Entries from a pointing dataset
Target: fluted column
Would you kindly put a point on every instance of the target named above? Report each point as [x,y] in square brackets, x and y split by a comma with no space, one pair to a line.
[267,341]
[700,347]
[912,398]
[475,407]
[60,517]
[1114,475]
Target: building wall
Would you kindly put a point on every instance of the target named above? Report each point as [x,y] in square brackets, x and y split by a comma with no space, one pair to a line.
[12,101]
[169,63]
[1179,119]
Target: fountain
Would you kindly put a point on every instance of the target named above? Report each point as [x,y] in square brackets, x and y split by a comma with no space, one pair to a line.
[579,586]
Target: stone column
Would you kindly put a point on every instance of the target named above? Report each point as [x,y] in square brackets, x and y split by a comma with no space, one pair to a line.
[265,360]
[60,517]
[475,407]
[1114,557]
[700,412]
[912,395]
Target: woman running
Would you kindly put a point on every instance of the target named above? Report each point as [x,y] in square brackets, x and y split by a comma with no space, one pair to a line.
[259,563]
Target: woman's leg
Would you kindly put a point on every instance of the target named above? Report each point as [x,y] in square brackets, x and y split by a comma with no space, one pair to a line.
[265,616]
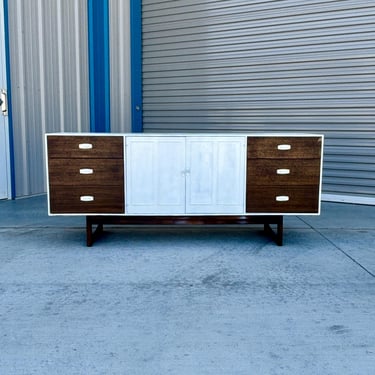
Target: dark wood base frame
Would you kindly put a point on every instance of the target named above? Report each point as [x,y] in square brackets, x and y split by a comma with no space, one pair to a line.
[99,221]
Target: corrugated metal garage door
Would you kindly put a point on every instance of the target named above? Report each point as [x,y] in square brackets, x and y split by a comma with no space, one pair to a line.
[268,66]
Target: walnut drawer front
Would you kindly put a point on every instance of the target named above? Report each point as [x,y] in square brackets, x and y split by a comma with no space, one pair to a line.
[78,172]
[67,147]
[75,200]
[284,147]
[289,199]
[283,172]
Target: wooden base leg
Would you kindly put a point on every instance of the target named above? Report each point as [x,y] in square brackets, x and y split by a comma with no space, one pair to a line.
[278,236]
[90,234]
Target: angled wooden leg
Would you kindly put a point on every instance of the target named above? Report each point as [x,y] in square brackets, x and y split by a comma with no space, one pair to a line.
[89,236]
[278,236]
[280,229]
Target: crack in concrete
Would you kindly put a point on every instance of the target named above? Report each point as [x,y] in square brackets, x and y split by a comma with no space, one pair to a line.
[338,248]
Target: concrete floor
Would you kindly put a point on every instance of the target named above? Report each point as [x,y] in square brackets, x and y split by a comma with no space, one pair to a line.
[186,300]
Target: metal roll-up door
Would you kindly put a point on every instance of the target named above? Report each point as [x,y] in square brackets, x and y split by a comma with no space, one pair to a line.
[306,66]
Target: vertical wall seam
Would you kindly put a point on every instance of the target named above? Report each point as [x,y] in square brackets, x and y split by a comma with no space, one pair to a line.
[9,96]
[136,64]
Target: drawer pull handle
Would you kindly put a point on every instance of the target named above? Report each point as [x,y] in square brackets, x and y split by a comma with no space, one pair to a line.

==

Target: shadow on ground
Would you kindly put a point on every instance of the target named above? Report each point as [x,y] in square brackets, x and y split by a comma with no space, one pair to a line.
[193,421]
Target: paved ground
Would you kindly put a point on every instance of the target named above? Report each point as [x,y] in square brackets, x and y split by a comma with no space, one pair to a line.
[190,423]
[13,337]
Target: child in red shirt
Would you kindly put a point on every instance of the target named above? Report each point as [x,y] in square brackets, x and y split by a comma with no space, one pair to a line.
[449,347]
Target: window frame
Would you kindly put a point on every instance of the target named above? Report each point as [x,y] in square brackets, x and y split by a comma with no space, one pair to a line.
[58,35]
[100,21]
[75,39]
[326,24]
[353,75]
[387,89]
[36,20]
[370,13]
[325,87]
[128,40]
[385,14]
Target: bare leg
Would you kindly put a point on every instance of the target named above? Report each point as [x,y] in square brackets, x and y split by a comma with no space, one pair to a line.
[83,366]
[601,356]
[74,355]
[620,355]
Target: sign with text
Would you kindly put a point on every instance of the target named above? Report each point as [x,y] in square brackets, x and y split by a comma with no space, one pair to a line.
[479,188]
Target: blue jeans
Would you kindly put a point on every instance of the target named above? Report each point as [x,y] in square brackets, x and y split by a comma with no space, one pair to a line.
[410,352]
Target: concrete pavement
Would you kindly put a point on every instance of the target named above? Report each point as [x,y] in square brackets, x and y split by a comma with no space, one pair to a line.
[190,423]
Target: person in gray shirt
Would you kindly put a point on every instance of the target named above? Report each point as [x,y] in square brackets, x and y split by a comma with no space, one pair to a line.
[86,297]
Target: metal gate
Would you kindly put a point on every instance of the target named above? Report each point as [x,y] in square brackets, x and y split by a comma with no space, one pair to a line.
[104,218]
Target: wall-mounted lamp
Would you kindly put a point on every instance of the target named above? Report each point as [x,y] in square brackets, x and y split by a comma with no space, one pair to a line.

◆ **TO BE DONE**
Pull out each line of the records above that contains the word "ground", and list those lines with nothing else.

◆ **THE RESULT**
Target: shadow on ground
Target: paved ground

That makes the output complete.